Goal of the exercise
Resize the data in the stretch from the line containing "Practice step: pin every instance of the electrical" through the line containing "[(172, 321), (118, 302), (256, 348), (74, 289)]", writing out every line of that stretch and nothing else. Multiply each coordinate listed after "Coords:" by 0.75 and round to a whole number, with halves rounded up, but leave the sample coordinates inside the other lines unchanged.

━━━━━ Records provided ━━━━━

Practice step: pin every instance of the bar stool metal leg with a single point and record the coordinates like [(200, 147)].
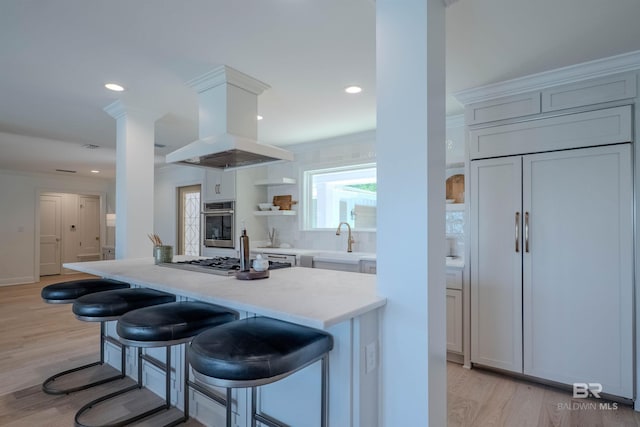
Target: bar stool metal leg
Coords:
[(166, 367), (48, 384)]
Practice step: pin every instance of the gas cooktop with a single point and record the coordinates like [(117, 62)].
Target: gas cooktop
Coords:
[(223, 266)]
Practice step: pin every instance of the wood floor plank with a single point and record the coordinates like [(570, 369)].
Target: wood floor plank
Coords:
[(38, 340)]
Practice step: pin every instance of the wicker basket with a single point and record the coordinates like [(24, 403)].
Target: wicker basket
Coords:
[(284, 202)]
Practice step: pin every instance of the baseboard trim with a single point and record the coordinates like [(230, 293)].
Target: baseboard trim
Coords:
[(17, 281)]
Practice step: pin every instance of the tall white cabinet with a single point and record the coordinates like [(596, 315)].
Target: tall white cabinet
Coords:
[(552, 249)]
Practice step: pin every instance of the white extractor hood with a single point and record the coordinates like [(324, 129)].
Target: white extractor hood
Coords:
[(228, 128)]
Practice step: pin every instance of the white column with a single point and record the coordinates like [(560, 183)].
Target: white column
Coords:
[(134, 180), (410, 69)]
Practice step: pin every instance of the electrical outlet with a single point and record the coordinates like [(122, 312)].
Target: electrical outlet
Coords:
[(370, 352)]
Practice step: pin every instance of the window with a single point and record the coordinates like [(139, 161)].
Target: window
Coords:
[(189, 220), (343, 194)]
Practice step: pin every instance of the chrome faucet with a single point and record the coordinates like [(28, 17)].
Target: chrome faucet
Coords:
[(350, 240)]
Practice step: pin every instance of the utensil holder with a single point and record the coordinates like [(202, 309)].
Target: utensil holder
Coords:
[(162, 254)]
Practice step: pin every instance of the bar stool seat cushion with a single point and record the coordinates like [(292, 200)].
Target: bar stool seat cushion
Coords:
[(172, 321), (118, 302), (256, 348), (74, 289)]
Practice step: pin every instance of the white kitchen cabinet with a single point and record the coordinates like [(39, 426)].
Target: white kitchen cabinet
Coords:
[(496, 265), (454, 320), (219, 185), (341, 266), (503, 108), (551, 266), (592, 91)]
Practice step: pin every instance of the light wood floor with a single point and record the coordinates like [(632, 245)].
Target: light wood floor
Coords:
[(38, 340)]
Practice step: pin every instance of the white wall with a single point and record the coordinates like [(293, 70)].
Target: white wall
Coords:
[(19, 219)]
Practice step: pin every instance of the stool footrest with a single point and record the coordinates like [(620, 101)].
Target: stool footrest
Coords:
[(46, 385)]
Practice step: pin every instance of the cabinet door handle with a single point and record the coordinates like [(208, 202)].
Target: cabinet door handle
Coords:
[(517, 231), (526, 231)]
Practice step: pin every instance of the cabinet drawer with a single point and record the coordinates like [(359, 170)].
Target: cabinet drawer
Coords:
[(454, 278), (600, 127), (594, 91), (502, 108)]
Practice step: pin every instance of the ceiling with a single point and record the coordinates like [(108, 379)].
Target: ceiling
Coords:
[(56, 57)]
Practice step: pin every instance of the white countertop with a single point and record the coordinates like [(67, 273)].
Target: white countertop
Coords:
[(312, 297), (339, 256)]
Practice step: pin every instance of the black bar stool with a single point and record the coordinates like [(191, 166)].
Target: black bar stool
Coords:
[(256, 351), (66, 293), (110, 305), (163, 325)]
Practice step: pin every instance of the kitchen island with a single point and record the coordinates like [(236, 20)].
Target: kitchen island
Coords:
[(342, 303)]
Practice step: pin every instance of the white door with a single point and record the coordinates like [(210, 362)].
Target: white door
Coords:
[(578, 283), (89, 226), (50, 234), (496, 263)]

━━━━━
━━━━━ Records provided ━━━━━

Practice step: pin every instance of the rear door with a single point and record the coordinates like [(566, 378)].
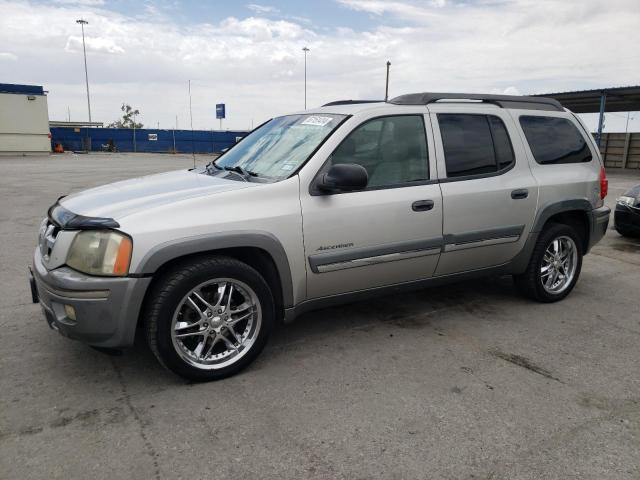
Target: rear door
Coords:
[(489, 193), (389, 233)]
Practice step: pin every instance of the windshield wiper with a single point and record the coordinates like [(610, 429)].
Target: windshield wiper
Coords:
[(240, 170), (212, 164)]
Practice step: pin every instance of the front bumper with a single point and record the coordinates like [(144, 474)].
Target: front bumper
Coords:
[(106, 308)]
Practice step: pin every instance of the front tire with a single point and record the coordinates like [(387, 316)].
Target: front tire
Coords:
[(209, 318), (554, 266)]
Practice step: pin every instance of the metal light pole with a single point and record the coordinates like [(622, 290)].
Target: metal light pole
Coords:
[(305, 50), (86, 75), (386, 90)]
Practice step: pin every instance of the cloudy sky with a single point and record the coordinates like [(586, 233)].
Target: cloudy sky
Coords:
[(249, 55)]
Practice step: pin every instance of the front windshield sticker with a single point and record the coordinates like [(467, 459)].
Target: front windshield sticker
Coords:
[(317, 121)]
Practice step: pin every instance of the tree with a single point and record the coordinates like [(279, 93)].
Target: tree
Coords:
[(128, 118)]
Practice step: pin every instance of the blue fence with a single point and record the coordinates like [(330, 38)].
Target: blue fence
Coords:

━━━━━

Solution for this task
Practice step: pin every instance of the electrical outlet with a single point and record the coordinates like [(122, 312)].
Target: electrical outlet
Coords:
[(278, 264)]
Practice step: pin every instance of the window with a single point and record the coordinates like [(139, 161)].
Target: window
Coords:
[(142, 165), (257, 146)]
Practice step: pin every instance of the chrome faucet with a single point and record the coordinates like [(28, 17)].
Target: chrome faucet
Coords:
[(263, 180)]
Practice step: pin every instance of the utensil holder with a single point and record the coordinates like [(202, 309)].
Target: utensil holder
Coords:
[(122, 191)]
Practice step: pin every instance of the bar stool seat cushion with a single point and record the coordinates like [(292, 200)].
Target: bar stool seat cushion
Coords:
[(129, 241), (89, 227), (192, 261), (56, 217)]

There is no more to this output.